For the material that follows, return exactly the lines from the one with "Target: utility pole" through the one with "Q: For each instance of the awning", both ends included.

Material for this exercise:
================================
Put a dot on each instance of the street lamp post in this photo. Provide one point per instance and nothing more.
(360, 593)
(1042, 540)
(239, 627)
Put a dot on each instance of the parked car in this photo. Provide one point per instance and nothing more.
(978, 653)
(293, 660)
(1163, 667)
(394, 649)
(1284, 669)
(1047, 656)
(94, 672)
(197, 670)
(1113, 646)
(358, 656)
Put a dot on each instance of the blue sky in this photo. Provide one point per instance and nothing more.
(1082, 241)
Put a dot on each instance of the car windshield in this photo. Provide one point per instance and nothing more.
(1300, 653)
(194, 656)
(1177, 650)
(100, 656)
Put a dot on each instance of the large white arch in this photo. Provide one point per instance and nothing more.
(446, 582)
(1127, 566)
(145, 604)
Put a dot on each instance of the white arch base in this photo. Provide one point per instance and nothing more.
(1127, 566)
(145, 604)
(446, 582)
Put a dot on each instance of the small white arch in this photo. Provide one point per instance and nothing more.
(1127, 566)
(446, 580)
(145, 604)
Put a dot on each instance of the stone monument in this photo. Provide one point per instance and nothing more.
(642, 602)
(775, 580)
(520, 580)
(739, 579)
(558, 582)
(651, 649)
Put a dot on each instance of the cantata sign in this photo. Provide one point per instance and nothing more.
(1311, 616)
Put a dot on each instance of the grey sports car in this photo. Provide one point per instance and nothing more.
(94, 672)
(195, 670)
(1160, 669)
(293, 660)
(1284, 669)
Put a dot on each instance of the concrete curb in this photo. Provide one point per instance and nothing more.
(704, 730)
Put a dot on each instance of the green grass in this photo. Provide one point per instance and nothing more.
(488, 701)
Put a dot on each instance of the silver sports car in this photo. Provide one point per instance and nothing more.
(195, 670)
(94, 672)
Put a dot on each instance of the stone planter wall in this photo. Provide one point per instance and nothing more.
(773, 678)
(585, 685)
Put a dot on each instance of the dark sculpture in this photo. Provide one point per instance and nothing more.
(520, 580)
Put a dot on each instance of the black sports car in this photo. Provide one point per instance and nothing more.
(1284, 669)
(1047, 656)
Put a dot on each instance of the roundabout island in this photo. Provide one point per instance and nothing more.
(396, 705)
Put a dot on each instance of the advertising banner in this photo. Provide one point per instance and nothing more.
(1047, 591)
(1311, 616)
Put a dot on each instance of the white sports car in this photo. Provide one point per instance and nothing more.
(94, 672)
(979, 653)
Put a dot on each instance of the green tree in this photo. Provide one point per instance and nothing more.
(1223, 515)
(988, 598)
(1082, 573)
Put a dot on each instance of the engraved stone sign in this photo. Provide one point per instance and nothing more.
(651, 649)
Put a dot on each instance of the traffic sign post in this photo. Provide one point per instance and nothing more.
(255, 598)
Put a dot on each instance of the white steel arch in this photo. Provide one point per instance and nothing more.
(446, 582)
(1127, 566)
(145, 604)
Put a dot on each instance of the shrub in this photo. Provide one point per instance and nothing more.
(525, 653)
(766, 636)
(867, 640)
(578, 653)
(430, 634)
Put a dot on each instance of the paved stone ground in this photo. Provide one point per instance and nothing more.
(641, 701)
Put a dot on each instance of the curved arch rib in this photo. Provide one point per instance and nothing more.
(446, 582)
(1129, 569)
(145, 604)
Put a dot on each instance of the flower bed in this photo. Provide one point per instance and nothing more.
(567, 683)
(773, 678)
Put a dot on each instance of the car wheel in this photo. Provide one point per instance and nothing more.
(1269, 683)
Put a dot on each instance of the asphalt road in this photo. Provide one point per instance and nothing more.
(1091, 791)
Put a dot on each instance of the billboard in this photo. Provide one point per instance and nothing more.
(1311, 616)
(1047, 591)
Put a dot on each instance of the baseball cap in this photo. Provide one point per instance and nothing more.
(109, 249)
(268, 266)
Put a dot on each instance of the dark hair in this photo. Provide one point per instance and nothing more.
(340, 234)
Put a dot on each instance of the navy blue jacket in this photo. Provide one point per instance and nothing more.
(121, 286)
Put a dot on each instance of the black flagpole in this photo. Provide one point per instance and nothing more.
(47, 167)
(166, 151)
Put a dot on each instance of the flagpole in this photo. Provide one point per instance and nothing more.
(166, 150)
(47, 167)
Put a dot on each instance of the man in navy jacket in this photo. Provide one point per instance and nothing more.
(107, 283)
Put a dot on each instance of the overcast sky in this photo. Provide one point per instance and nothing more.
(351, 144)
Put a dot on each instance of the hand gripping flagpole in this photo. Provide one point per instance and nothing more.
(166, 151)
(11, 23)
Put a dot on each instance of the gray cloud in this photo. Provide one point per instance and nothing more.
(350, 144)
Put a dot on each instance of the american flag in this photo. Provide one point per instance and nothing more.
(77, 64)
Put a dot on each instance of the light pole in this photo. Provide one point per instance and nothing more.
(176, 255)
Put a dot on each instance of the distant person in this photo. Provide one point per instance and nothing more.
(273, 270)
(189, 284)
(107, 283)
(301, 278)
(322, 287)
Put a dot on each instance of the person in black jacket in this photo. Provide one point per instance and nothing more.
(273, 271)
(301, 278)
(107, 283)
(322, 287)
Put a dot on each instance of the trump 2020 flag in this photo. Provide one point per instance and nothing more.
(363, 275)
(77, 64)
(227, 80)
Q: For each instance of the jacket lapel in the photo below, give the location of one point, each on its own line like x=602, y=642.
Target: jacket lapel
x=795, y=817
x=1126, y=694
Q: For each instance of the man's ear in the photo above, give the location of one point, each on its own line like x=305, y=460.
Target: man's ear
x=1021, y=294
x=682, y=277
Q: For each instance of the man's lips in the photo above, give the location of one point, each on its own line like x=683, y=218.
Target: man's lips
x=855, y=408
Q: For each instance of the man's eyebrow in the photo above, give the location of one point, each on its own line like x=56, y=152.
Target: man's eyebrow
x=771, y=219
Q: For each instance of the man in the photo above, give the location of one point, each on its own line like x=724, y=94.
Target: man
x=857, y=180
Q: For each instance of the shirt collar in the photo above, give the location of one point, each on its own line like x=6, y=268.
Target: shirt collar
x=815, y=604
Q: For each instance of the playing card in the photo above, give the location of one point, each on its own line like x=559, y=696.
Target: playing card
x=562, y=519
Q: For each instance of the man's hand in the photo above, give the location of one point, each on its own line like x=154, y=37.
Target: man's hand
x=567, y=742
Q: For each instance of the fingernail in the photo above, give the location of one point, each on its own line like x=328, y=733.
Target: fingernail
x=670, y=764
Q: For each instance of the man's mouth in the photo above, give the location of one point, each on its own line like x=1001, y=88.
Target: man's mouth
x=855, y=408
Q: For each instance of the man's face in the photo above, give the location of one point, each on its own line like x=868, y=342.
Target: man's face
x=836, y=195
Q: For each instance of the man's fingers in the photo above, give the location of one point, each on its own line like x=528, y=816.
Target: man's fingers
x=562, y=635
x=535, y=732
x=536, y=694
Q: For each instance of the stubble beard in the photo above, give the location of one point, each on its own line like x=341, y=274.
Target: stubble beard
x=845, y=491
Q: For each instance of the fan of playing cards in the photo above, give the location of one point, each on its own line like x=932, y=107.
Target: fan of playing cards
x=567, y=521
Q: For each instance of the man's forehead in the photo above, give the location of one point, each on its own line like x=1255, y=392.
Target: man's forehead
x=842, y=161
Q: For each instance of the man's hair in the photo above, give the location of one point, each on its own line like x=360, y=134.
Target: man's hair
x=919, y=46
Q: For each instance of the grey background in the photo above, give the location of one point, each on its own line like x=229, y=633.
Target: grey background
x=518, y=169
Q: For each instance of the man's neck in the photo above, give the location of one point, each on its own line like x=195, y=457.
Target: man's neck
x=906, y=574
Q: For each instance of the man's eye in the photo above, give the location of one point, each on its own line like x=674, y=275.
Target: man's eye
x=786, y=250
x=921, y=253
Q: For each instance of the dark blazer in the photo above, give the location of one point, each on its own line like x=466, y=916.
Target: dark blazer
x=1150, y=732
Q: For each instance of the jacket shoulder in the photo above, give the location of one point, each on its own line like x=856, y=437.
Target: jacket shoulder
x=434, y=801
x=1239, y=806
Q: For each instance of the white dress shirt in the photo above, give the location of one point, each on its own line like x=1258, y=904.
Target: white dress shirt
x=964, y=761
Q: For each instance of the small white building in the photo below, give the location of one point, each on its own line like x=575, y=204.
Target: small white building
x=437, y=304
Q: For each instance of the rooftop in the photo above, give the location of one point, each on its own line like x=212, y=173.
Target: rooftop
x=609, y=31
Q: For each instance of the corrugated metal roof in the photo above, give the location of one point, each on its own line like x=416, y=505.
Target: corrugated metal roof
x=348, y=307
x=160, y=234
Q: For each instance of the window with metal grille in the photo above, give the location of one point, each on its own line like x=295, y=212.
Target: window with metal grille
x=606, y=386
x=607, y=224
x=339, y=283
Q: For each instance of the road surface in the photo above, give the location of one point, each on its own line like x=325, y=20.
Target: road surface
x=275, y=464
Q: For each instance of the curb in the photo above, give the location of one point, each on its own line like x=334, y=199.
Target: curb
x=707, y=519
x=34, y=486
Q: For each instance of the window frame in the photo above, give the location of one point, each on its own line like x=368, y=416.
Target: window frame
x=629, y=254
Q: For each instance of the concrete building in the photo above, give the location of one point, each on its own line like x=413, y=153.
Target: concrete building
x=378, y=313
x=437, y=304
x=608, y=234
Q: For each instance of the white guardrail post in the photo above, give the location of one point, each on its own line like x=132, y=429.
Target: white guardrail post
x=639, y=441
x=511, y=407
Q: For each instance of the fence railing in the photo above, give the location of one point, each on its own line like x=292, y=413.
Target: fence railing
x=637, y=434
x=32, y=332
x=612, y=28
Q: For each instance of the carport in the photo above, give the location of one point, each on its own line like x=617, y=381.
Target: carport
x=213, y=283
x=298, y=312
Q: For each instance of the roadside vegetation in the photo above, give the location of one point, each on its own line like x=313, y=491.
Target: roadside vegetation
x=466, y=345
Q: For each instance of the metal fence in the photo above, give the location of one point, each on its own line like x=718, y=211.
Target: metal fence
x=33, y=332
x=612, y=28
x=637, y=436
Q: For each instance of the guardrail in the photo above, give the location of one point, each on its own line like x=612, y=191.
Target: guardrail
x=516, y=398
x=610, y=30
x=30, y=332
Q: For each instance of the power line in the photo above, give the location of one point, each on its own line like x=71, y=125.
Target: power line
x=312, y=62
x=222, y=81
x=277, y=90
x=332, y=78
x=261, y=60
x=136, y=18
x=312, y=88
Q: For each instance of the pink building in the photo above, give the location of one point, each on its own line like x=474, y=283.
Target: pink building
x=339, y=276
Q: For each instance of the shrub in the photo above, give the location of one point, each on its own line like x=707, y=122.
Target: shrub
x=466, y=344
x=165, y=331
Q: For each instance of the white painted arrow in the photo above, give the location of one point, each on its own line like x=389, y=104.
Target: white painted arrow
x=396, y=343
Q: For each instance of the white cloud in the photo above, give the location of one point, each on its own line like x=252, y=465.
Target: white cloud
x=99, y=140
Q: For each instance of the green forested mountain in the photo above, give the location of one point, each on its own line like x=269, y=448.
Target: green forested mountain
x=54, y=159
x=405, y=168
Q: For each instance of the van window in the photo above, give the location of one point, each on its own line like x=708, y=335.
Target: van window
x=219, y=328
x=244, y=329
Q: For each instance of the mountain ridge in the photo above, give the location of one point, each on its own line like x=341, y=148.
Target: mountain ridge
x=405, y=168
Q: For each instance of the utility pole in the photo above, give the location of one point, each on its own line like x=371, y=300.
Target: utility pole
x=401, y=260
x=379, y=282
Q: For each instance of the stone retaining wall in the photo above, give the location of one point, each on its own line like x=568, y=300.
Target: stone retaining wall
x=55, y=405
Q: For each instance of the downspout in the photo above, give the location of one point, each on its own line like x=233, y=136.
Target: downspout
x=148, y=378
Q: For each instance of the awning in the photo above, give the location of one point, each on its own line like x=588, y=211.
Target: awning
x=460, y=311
================================
Response:
Target: utility pole
x=401, y=260
x=379, y=282
Q: For each instance of the stone retaining wall in the photo above, give the location of one point, each on its own line like x=568, y=300.
Target: stone retaining wall
x=55, y=405
Q: For each instance of the downspout in the photo above, give the location of one point, each on its own line like x=233, y=136.
Target: downspout
x=148, y=378
Q: For each instance of the awning in the photo above, give the location of one point, each on its own line like x=588, y=211.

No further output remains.